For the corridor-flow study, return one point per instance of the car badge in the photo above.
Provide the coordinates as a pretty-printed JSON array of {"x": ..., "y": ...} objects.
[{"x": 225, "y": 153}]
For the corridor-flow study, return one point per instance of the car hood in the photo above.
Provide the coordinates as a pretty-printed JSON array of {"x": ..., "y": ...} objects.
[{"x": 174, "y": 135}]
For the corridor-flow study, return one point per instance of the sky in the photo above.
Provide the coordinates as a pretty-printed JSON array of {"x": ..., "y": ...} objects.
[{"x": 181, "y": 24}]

* * *

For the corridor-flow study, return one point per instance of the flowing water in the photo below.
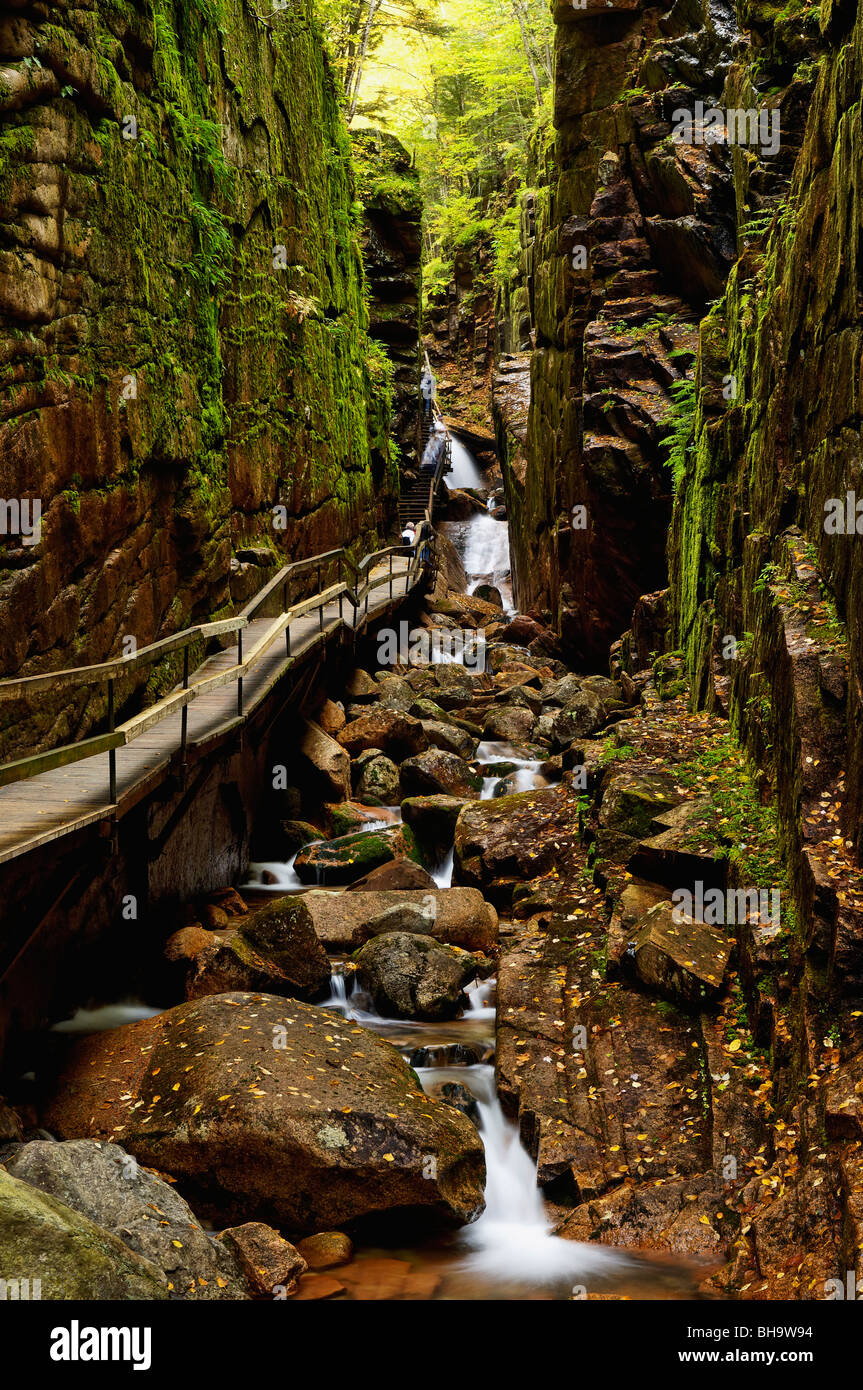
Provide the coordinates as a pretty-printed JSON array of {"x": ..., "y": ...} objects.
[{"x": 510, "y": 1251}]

● WHAT YOU ARE ASKED TO DO
Say how many lines above contain the string "corridor", writing only the number.

● SOLUTION TO THIS EXERCISE
4